→ WORK TASK
Check each line of the records below and collect those that include the word "Target".

→ EXTRACTED ENTRIES
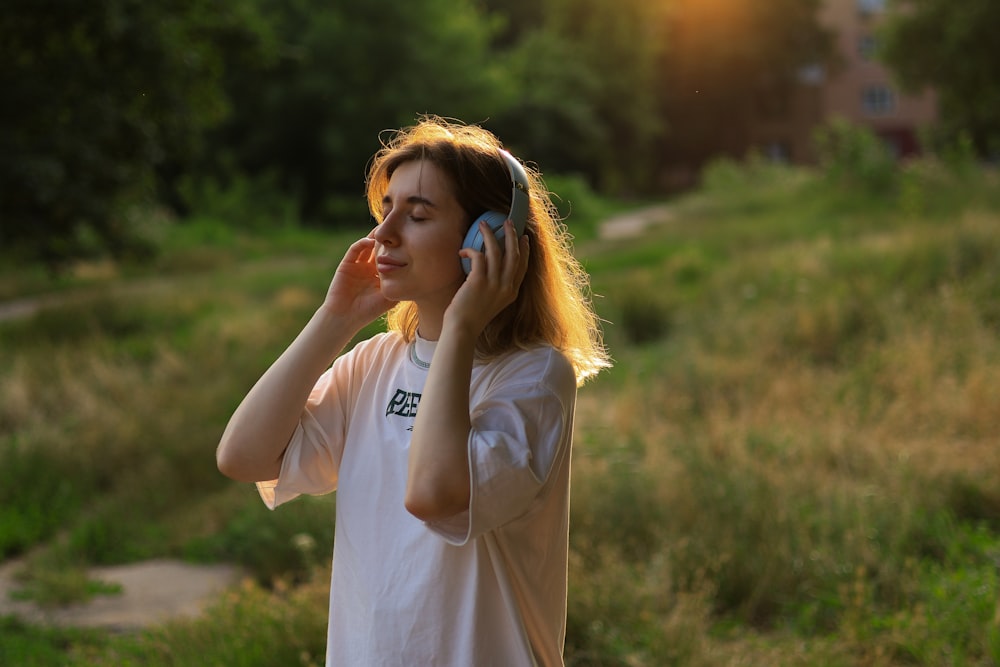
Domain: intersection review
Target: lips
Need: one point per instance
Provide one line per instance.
==
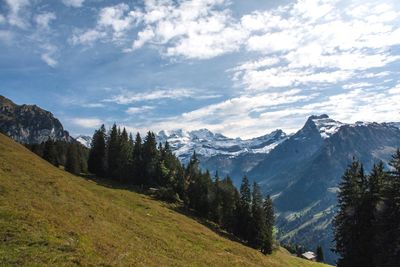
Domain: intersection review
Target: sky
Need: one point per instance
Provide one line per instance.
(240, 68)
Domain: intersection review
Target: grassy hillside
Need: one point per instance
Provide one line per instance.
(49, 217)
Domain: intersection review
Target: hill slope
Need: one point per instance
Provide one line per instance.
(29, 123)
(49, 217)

→ RESPONSE
Target: lips
Target: sky
Target: grassy hillside
Target: hill slope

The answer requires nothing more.